__What to do__.
Write out the passage on U.S. tariff policy word for word, starting at "The official said" and ending at "and subsistence farmers.".

The official said that Mr. Trump was not ruling out a further “universal” tariff later to reduce the U.S. trade deficit, but that for now the president had chosen to pursue reciprocal treatment.
Mr. Trump floated proposals in his first term and his 2024 campaign for making trade more reciprocal by matching the tariff rates that countries impose on American products.
He has often pointed to America’s lower tariff rate as evidence the country is being taken advantage of. The United States has an average tariff rate of around 3 percent, lower than other countries, but still roughly in line with those of Canada, Britain, Japan and the European Union. Globally, wealthy countries tend to have lower tariff rates, while poorer countries have negotiated higher ones, to protect their less developed industries and subsistence farmers.
But Mr. Trump has criticized other countries for charging higher tariffs on certain American products than the United States charges them. For example, he has pointed to the 10 percent tariff that the European Union charges on American cars, versus a 2.5 percent tariff for cars sold in the other direction.

__Excerpted data__.
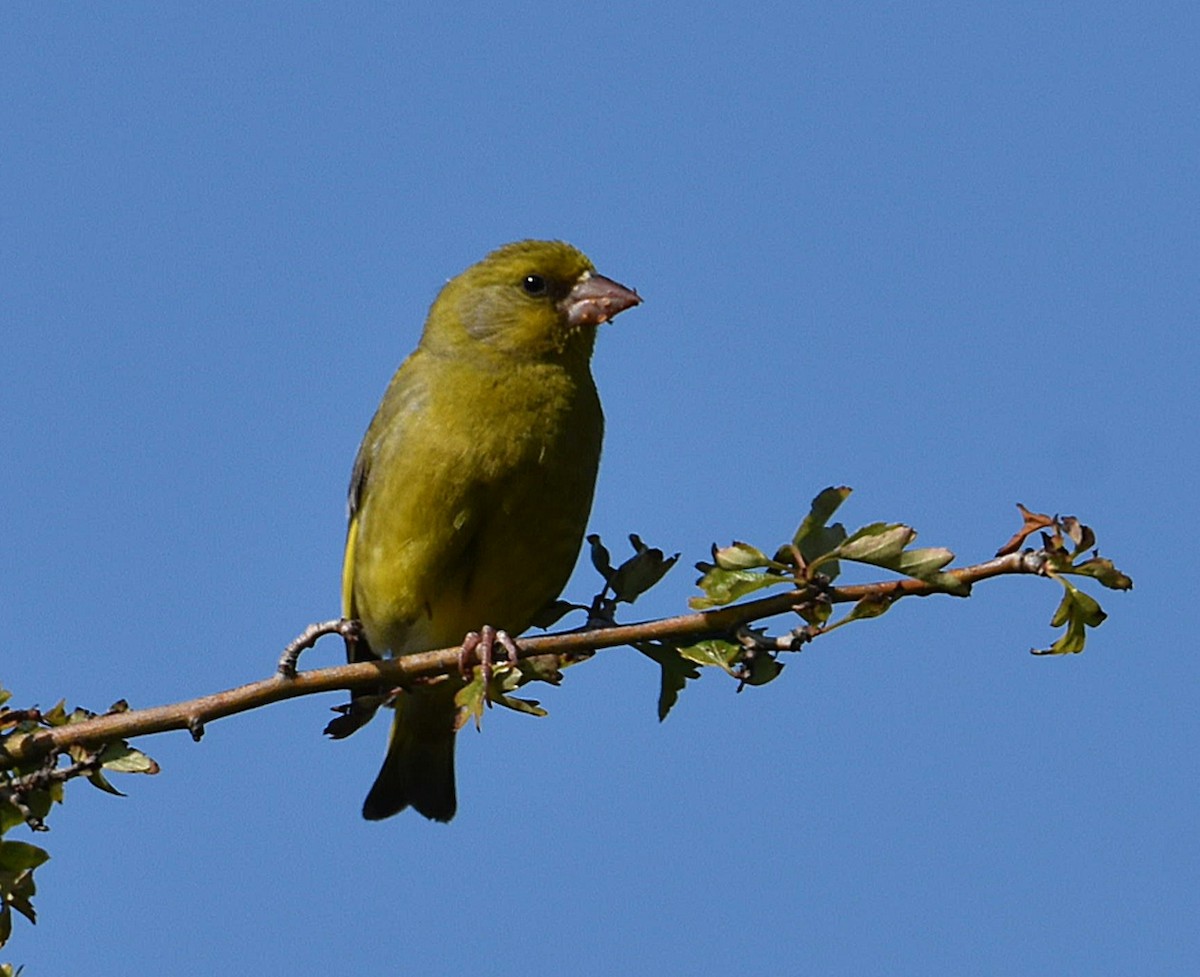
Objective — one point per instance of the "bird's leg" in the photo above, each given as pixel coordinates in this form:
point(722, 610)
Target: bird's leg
point(483, 645)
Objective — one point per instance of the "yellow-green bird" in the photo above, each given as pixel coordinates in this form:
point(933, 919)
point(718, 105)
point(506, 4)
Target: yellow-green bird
point(472, 487)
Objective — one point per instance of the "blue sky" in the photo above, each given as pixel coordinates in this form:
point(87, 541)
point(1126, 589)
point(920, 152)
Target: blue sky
point(943, 253)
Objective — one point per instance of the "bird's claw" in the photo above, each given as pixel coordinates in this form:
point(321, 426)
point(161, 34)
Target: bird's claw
point(481, 645)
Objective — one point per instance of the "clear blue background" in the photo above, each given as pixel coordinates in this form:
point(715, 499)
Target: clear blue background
point(943, 253)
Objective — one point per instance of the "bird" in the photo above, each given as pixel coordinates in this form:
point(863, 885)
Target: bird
point(472, 487)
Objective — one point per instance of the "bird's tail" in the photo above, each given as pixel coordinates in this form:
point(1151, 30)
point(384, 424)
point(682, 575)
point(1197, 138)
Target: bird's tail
point(419, 767)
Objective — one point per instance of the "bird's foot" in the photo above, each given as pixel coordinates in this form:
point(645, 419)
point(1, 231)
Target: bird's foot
point(349, 629)
point(481, 645)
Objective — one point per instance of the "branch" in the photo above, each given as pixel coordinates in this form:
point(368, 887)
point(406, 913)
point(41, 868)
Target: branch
point(195, 713)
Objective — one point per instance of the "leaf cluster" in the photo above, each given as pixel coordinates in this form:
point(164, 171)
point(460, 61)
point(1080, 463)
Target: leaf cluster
point(29, 787)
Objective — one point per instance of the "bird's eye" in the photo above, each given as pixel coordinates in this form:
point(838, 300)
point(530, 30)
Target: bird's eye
point(534, 285)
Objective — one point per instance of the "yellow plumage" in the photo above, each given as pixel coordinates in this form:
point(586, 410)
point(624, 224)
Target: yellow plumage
point(473, 484)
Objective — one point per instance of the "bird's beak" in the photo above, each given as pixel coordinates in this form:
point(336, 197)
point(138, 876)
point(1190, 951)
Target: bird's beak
point(597, 299)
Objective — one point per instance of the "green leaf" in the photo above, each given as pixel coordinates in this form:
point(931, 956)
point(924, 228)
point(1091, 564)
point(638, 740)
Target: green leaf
point(97, 779)
point(827, 502)
point(726, 586)
point(1103, 571)
point(600, 557)
point(21, 856)
point(742, 556)
point(527, 706)
point(1079, 611)
point(550, 615)
point(882, 544)
point(641, 571)
point(760, 669)
point(873, 605)
point(121, 757)
point(815, 539)
point(471, 700)
point(676, 672)
point(713, 652)
point(879, 544)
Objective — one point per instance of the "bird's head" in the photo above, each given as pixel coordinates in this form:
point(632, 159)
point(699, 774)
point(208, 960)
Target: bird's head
point(532, 300)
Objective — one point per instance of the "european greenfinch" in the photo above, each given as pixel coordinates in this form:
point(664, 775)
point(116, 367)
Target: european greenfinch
point(472, 487)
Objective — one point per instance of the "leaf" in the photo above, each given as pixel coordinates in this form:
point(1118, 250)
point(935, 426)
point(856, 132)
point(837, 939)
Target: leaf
point(471, 700)
point(121, 757)
point(873, 605)
point(882, 544)
point(1032, 522)
point(1081, 535)
point(527, 706)
point(726, 586)
point(97, 779)
point(600, 557)
point(676, 672)
point(742, 556)
point(550, 615)
point(826, 503)
point(1079, 611)
point(713, 652)
point(759, 670)
point(816, 540)
point(21, 856)
point(641, 571)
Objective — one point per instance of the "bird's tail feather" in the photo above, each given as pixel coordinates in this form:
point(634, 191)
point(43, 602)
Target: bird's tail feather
point(418, 771)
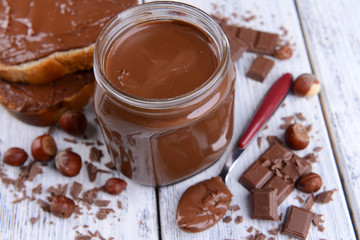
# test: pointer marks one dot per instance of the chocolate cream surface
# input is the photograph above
(203, 205)
(32, 29)
(161, 59)
(157, 60)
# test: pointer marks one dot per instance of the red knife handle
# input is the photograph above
(271, 101)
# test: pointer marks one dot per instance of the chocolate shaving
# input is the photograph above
(309, 203)
(273, 139)
(103, 212)
(95, 154)
(234, 208)
(239, 219)
(324, 197)
(259, 139)
(300, 116)
(227, 219)
(75, 190)
(44, 205)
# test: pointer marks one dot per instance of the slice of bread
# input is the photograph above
(38, 49)
(42, 105)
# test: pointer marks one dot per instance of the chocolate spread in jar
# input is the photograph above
(165, 62)
(161, 60)
(202, 205)
(32, 29)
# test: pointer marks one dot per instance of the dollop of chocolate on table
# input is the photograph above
(203, 205)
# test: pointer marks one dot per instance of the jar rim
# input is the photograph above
(145, 11)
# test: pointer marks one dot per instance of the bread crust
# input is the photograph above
(49, 68)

__Result of the task__.
The official said that Mr. Trump was not ruling out a further “universal” tariff later to reduce the U.S. trade deficit, but that for now the president had chosen to pursue reciprocal treatment.
Mr. Trump floated proposals in his first term and his 2024 campaign for making trade more reciprocal by matching the tariff rates that countries impose on American products.
He has often pointed to America’s lower tariff rate as evidence the country is being taken advantage of. The United States has an average tariff rate of around 3 percent, lower than other countries, but still roughly in line with those of Canada, Britain, Japan and the European Union. Globally, wealthy countries tend to have lower tariff rates, while poorer countries have negotiated higher ones, to protect their less developed industries and subsistence farmers.